> Work to be completed
Please copy every line with the string "bush" from the entries below.

Segment Start: Data under study

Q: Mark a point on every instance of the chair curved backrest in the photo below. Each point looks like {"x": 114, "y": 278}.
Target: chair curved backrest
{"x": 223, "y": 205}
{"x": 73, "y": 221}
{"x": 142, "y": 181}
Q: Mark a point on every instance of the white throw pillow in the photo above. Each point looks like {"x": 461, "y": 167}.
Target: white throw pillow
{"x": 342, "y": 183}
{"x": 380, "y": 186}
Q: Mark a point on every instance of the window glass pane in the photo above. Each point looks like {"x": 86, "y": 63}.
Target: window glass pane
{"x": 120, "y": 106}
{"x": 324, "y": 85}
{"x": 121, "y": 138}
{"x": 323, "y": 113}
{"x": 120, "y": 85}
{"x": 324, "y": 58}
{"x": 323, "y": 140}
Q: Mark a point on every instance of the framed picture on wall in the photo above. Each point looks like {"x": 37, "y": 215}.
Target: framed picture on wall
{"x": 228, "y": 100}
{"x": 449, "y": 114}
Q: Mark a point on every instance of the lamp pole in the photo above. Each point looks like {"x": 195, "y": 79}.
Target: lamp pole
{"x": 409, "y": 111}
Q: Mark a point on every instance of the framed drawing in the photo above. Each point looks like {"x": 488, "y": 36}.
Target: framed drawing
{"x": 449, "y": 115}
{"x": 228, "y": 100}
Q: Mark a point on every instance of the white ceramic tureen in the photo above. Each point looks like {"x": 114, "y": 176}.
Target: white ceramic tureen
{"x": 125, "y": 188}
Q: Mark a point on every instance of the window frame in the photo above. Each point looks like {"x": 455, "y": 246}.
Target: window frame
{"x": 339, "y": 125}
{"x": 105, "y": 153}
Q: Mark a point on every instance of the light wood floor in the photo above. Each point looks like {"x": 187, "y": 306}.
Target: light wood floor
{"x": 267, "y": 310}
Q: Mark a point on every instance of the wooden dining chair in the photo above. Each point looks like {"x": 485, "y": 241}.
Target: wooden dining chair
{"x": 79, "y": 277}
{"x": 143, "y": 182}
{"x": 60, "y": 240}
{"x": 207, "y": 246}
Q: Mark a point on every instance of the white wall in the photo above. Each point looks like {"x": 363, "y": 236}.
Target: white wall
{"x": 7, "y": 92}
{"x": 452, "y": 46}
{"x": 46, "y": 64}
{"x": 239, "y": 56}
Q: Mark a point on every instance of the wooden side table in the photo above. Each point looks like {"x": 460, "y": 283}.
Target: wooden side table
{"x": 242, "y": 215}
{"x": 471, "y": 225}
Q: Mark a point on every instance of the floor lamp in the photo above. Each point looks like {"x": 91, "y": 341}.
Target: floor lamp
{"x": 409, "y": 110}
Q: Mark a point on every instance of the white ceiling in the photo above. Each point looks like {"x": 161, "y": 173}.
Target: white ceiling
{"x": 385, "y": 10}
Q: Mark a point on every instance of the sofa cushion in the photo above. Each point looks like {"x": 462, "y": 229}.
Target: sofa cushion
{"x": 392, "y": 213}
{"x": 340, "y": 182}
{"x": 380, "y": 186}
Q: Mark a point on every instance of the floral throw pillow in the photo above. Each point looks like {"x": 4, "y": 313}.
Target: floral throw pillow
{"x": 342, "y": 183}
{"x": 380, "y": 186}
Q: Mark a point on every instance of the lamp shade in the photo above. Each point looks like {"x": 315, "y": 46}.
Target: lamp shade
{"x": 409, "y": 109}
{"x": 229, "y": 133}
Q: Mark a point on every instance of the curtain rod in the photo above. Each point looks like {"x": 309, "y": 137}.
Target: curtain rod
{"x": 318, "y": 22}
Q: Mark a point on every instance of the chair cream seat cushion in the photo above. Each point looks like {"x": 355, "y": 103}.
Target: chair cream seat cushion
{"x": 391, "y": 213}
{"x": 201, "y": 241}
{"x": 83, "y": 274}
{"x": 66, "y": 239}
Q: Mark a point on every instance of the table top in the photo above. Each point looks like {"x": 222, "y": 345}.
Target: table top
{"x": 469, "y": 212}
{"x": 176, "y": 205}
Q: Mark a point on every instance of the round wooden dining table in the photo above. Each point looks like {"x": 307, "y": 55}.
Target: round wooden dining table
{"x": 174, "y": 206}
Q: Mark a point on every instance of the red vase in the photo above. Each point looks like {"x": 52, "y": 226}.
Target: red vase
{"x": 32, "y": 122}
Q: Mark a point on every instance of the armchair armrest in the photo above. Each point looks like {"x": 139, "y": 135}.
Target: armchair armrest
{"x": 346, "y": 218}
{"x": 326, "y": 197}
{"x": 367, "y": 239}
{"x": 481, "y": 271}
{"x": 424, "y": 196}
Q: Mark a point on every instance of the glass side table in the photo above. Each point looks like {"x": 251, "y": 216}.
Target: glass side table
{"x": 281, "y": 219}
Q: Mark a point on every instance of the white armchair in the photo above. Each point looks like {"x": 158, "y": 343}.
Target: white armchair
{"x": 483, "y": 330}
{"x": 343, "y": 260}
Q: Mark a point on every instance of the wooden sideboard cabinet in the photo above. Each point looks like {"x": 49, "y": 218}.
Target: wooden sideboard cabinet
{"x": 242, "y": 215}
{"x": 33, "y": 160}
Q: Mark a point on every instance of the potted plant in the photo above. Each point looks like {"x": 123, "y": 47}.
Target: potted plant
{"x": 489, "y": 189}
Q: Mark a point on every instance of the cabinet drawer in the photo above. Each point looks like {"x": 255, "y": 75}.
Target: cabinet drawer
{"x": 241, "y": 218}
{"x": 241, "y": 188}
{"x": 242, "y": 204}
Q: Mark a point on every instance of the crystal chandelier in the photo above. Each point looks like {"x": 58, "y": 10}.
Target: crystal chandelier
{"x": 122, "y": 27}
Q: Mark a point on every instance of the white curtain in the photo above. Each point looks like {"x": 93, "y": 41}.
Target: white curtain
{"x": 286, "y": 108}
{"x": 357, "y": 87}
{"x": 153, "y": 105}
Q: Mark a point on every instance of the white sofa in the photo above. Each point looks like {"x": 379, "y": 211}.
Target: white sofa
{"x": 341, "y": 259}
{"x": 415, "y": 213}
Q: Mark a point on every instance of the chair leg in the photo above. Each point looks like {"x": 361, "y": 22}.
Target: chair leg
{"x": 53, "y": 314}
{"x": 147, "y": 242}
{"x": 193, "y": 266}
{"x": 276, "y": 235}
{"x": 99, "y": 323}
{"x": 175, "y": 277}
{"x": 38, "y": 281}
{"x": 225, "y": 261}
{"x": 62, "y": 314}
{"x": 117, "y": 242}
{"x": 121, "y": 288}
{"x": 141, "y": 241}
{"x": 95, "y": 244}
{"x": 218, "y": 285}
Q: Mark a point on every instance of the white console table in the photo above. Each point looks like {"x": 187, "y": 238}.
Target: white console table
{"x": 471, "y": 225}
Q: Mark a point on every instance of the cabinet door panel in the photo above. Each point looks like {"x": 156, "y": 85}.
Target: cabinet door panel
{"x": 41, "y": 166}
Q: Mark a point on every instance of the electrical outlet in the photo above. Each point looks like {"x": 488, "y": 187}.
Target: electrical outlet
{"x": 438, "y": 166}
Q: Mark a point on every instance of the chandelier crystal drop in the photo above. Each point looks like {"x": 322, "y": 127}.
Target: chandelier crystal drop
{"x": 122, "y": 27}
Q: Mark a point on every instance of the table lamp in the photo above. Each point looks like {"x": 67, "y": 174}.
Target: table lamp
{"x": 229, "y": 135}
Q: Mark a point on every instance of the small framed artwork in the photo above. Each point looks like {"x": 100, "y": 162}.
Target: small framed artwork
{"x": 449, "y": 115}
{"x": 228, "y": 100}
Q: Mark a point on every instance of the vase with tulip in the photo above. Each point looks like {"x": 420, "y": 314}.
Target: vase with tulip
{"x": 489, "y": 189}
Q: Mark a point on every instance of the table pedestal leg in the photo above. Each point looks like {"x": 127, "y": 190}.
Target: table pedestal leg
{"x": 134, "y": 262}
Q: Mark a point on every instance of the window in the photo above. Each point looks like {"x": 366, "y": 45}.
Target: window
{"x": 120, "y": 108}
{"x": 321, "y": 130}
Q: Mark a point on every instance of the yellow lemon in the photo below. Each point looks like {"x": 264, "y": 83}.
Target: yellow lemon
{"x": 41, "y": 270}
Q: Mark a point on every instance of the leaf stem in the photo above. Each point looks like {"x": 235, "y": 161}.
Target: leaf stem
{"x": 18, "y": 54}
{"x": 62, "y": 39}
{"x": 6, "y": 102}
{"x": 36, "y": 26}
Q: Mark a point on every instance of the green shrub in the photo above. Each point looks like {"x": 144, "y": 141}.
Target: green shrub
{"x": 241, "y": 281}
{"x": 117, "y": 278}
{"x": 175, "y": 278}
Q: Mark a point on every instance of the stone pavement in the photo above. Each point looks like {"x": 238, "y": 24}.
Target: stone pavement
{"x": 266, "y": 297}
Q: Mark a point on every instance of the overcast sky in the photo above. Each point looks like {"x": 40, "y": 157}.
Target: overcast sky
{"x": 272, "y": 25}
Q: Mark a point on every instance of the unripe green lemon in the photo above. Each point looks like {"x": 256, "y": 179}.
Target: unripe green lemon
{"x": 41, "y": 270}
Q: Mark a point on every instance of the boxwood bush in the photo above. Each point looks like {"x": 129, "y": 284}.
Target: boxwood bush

Segment End: Data under study

> Answer space
Q: Mark a point on every instance of the boxwood bush in the photo above. Each point looks like {"x": 129, "y": 284}.
Target: boxwood bush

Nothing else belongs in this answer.